◆ TASK TO CARRY OUT: Copy the stretch of the records below from the line containing "of the collar" through the end of the records, reproducing each line without any change.

** start DATA PROVIDED **

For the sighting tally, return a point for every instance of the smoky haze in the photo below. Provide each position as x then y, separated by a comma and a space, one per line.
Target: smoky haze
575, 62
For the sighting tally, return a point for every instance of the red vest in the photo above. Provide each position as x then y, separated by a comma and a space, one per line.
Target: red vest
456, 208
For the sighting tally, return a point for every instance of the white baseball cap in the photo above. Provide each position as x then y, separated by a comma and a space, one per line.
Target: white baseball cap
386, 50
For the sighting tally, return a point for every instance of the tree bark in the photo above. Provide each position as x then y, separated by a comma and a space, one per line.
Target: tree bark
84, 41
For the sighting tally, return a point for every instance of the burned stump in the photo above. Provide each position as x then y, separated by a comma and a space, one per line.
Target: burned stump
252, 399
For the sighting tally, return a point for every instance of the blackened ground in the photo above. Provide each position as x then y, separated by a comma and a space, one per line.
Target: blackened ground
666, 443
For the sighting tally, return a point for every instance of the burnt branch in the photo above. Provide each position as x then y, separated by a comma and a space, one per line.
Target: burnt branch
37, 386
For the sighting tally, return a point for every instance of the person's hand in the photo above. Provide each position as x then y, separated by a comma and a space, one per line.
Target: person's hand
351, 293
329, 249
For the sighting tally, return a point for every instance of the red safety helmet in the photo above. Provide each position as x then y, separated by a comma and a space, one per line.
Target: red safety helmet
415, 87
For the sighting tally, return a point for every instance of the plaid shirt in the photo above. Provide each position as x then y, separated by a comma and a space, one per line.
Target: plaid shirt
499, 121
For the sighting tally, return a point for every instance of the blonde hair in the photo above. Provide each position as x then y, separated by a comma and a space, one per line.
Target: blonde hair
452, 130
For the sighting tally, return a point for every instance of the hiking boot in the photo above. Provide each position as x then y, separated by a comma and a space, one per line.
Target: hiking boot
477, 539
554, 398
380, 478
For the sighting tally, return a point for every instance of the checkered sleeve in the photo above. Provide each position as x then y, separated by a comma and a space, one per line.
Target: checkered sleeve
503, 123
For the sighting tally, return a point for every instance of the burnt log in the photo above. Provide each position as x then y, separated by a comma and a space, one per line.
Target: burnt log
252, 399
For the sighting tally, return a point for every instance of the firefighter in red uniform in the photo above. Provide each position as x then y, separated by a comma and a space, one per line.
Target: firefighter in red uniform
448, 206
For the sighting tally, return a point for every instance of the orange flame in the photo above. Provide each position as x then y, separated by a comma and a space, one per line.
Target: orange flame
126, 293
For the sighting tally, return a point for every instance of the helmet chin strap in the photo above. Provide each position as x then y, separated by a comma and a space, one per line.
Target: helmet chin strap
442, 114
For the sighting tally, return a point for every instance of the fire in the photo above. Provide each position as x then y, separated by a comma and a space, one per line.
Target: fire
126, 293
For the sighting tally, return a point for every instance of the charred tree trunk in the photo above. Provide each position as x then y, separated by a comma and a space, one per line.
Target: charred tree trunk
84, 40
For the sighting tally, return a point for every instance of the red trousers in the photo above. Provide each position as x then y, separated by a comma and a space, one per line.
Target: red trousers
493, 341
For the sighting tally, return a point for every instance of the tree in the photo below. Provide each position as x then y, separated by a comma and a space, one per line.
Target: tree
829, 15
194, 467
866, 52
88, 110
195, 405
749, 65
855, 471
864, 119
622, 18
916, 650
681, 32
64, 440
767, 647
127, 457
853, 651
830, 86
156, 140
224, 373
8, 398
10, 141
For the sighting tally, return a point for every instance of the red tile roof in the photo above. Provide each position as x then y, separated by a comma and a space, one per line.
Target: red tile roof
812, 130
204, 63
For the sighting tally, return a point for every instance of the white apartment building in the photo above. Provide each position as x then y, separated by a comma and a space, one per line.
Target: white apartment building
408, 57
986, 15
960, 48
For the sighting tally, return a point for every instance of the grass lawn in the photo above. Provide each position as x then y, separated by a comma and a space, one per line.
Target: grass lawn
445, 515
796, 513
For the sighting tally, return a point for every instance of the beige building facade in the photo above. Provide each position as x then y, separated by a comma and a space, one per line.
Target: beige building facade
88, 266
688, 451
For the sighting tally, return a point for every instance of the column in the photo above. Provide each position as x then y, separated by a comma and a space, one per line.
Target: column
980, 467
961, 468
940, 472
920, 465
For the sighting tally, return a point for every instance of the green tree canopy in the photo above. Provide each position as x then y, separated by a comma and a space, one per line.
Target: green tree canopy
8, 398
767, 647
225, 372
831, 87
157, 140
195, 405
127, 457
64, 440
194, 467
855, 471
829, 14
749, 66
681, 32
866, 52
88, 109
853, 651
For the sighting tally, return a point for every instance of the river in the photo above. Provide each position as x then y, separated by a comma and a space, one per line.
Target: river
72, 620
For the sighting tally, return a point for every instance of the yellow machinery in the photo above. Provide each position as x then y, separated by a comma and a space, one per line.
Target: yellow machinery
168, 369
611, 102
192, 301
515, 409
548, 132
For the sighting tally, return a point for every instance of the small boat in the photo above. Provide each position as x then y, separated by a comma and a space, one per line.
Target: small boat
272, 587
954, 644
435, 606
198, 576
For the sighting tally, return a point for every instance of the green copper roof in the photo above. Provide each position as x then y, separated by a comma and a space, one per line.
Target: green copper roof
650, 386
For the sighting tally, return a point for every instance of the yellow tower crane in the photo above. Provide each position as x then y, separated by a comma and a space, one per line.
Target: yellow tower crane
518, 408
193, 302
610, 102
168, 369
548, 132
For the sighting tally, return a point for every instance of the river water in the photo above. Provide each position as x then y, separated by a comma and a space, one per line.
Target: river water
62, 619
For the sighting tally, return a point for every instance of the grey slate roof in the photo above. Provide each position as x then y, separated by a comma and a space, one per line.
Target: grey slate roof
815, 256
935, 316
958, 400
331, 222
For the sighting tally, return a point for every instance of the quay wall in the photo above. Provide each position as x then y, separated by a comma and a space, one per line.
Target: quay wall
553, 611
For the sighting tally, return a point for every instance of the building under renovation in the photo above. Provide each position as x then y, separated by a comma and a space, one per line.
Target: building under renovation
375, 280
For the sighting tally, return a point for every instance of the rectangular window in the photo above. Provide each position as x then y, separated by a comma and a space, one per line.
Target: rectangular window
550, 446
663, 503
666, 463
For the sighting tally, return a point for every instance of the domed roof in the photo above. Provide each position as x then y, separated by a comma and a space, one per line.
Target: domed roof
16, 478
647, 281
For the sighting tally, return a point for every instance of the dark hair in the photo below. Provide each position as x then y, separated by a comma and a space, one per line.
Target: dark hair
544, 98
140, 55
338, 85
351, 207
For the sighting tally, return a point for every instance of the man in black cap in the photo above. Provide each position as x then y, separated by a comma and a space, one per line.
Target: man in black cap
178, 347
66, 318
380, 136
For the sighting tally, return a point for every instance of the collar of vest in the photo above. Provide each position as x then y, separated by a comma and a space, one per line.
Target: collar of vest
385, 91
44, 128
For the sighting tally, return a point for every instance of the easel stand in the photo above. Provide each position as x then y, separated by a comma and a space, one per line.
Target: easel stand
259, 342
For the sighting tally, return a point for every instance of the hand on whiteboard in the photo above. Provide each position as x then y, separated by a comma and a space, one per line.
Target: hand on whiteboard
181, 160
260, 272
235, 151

** end DATA PROVIDED **

◆ ANSWER FOR THE TASK:
For the sighting tally, return a point for every instance of the collar of vest in the photo above. Provide each position as x then y, separated by a comma and a space, one per line.
Target: collar of vest
385, 91
44, 128
For the sighting tally, return a point for every instance of the easel stand in the photo above. Provide each position as x then y, separated by a comma and a space, one per line.
Target: easel stand
259, 342
For the sighting tally, return a point for every instance of the hand on whiteboard in the photo above. Provide each position as x then y, separated by a comma and a space, one per line.
Target: hand on whiteboard
181, 160
260, 272
235, 151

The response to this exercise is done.